• _Text shown_
################

Tuesday, September 05, 2006

Remembering September 11, 2001

As seen in:

September 4th, 2006 Record Herald
September 11th, 2006 News Journal

There was a day not too long ago that you and I weren't Republicans or Democrats. We weren't white, black, Asian or Hispanic. We weren't conservatives or liberals. We were just people. Good people. We were Americans and that was enough. One day made us put aside our differences and stand up for the common good.

You know what day that was. It was Tuesday, September 11, 2001.

Don't forget that day. You promised you wouldn't. We all did.

Remember the video of the towers where people were jumping to their deaths because that was better than being inside the raging inferno. Remember the horror of the first tower falling, when all eyes went to the other tower knowing it wouldn't be far behind. Remember the Pentagon burning. Remember the fear of what was coming next. Not knowing if they were done yet. Remember the rescue effort last lasted for days and weeks.

We had to take DNA samples of family members to identify the victims. We need to remember. The terrorists were happy to see that. They were thrilled to see that there was nothing left of our loved ones under the rubble. This enemy is evil.

9-11 bonded us. It bonded the good together and made us impenetrable. United we stand had a whole new meaning.

We helped. We gave. We shared. We cared for one another. We spoke to strangers on the street. We could relate. Each and every one of us could get along.

We all looked to the President and his cabinet to see what they would say. When he spoke, we didn't scoff because we didn't agree with him on certain issues. You and I were ready to hear what he had to say, to put an end to the rumors, lies and fast growing conspiracy theories what were popping up. He wasn't George W. Bush that day. He wasn't a republican or a conservative. He was the Commander in Chief. He was the President of the United States of America, the best country in the world. We all agreed to that.

We were glad to hear him say we would hunt down the terrorists who were behind this. We wanted them to pay for killing 3,000 of our family and friends.

We all know that it was around 3,000 lives that ended on that day, but that wasn't the number of lives destroyed. That number is much, much larger.

Tens of thousands lost someone. Everyone is the most important person to someone. The number people who lost their fathers, mothers, sisters, brothers and friends cannot be counted; but it is certainly no less than a six digit number.

Imagine telling your son or daughter that their mom or dad is not coming home because there are people in the world who don't like us being here. The fact that we exist is enough for them to want to destroy us. An eight year old can't comprehend that. I have a hard time with that one myself.

################

• _Task list_
1/ According to the September 11 column, what had to be taken from family members to identify the victims?
2/ Sum up the September 11 column in two sentences.
3/ Carry on the September 11 column from its last sentence.

• _Data for analysis_

################

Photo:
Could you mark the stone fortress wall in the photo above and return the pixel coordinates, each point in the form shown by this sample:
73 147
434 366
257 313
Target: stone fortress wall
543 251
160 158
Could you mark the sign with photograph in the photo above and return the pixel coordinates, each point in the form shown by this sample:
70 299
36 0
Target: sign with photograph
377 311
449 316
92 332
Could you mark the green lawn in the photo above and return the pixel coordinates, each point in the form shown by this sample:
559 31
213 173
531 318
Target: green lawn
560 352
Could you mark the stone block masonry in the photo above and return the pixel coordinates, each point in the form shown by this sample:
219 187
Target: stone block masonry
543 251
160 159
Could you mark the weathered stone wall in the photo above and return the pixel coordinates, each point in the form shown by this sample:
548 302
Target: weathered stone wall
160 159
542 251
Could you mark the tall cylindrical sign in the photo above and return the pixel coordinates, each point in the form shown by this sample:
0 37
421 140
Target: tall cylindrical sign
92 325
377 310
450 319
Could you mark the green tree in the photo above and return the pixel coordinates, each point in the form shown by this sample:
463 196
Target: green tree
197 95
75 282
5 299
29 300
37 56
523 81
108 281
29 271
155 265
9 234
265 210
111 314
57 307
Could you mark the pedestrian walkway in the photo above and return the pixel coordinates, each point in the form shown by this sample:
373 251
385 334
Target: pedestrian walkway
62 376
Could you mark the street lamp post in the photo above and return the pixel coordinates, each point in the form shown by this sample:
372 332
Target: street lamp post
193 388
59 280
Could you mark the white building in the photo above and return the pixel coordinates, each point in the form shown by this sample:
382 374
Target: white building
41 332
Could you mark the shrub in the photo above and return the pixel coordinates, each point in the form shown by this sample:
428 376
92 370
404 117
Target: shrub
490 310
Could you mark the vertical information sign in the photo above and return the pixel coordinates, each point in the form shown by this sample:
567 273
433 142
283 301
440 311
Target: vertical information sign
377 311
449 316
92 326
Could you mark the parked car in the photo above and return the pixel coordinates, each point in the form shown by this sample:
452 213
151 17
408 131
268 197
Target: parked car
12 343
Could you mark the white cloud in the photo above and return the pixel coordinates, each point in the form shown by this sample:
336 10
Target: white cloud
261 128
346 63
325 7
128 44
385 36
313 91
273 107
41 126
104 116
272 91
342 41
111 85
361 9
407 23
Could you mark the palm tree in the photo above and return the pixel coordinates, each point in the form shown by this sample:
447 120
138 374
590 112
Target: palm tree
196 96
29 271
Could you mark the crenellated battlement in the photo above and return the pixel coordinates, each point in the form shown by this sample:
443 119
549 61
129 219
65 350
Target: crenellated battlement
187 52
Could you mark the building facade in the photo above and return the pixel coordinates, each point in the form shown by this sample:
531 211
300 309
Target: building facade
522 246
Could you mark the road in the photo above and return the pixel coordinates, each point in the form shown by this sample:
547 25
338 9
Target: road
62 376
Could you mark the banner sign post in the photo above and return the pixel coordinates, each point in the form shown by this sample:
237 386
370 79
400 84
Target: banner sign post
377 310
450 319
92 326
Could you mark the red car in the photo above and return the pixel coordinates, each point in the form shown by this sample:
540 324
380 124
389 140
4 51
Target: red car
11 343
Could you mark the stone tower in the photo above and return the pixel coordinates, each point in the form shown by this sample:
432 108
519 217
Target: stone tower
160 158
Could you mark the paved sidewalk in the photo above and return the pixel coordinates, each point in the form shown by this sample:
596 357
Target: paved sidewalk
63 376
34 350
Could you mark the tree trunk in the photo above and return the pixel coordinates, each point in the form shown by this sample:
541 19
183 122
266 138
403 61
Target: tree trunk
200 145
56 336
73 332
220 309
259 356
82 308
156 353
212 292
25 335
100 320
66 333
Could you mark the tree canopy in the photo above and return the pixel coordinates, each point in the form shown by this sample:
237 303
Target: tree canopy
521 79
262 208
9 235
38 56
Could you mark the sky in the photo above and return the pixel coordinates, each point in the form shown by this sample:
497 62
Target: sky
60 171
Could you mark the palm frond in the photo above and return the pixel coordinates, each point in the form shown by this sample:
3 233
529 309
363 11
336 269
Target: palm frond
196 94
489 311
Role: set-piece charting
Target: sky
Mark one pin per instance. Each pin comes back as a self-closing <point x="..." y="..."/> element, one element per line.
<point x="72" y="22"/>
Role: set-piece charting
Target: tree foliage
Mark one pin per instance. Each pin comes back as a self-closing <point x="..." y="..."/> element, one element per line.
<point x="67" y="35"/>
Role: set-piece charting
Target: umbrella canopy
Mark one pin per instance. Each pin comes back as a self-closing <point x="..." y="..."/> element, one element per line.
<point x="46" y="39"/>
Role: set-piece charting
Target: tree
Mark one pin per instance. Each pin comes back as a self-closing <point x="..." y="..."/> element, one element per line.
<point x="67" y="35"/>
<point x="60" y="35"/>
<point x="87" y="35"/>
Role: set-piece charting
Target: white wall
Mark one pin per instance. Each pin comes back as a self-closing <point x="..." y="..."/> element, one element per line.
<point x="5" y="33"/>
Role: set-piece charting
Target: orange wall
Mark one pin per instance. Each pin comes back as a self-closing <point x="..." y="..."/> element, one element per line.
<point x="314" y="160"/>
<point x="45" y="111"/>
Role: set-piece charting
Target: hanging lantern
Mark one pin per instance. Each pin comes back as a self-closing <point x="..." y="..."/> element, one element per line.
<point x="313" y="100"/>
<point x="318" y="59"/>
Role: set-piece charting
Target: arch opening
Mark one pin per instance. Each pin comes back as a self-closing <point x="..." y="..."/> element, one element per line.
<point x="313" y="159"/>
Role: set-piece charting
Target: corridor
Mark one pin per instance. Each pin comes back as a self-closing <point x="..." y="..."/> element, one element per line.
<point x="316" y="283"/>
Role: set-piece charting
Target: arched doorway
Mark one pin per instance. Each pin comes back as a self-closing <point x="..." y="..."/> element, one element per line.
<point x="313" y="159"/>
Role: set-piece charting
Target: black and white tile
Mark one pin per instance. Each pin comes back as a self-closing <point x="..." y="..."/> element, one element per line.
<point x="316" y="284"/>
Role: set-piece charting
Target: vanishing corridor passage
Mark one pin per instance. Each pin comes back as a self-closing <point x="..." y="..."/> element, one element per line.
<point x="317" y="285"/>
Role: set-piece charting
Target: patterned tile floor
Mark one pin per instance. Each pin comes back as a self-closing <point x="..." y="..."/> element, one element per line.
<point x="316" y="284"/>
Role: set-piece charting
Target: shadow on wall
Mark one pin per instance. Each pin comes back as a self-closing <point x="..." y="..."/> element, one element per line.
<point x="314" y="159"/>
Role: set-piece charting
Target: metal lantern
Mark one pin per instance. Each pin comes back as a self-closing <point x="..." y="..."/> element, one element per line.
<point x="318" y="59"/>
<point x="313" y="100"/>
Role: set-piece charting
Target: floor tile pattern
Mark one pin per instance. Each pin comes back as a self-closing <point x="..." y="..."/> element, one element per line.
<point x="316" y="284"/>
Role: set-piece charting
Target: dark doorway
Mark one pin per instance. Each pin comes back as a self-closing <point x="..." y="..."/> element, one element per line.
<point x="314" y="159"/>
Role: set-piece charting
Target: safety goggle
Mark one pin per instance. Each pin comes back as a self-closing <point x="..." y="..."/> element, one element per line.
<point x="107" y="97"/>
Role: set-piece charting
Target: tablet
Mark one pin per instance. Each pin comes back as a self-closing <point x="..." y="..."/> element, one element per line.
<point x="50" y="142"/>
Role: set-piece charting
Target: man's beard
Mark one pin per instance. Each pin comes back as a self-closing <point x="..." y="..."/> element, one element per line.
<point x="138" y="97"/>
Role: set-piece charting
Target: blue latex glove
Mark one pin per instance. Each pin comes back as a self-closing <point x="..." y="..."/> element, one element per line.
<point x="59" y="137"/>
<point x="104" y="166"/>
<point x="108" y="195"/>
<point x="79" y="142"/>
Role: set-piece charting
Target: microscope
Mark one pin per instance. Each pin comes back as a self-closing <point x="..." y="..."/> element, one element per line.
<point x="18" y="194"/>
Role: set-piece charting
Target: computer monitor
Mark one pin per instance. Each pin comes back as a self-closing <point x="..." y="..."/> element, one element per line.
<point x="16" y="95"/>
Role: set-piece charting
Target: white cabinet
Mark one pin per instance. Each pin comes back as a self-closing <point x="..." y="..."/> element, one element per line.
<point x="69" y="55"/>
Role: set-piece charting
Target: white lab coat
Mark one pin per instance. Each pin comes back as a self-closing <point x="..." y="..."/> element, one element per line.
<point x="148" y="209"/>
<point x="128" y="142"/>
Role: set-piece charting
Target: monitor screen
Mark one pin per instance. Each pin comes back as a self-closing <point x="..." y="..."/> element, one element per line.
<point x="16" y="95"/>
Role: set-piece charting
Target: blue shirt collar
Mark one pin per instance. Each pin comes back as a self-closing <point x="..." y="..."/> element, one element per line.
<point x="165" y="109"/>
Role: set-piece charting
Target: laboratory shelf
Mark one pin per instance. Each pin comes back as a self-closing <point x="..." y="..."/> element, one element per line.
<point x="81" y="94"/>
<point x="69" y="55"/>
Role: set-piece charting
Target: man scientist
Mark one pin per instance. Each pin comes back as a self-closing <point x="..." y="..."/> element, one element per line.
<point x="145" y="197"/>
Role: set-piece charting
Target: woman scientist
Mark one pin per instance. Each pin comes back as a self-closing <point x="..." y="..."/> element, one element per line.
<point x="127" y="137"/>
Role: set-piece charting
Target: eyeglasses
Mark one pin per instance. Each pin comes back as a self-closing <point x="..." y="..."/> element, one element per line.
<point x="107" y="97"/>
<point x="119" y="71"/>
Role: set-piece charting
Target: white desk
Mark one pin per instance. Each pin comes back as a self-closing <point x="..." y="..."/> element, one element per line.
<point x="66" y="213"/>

################

• _Responses to the exercise_
1/ DNA samples.

2/ The column recalls that on September 11, 2001, Americans set aside their differences, helped one another, and listened to the President as Commander in Chief rather than as a partisan figure. It urges readers not to forget that day, noting that although around 3,000 people died, the number of lives destroyed is much larger.

3/
9-11 divided our state of mind into three groups:

· September 10 Americans: Didn't care about the world as long as it wasn't affecting us, why should we care?

· September 11 Americans: Angry, shocked and scared. We were ready for answers. We all had the same question on our mind: "Why?"

· September 12 Americans: The best we can be. Kind and understanding. Patient and strong. Ready to help in any way we could. We gave our blood, money we couldn't really spare and our time. We understood why we were such a great nation.

Afterwards, we took our time. We didn't mind getting stuck in traffic. We helped folks who needed it. We literally gave our blood, sweat and tears for this country, without question or second thought. We were filled with pride, we waved the flag, wore it on pins, shirts, hats. Everywhere you looked you saw red, white and blue.

We volunteered, from fire fighters, doctors, police and rescue workers right down to serving those helping in the recovery with food and water.

9-11 really changed me. It made me a patriot. For the first time in my life, I went out and bought a flag. It made me pay attention to the news, made me read the paper, care about elections, but it also made me talk to my neighbor, and reminded me to help folks whenever I could, not when it was convenient. 9-11 made me want to be a better person.

Now, as we approach the five year anniversary, we see the documentaries all over TV. We finally see the images again. We do need to see these, but not too much. We need to be reminded of that clear September day when the world came crashing down around us, but we don't need to get numb to it. If we overdose on it, we forget the significance of the pain. To me, 9-11 is still an open wound, not a scar. As soon as it becomes a scar, it stops hurting. This still hurts.

We must remember the way we felt. We can't slip into being September 10 Americans again. We owe the victims that much. I remember 9-11 every day, just as I try each and every day to be a September 12 American.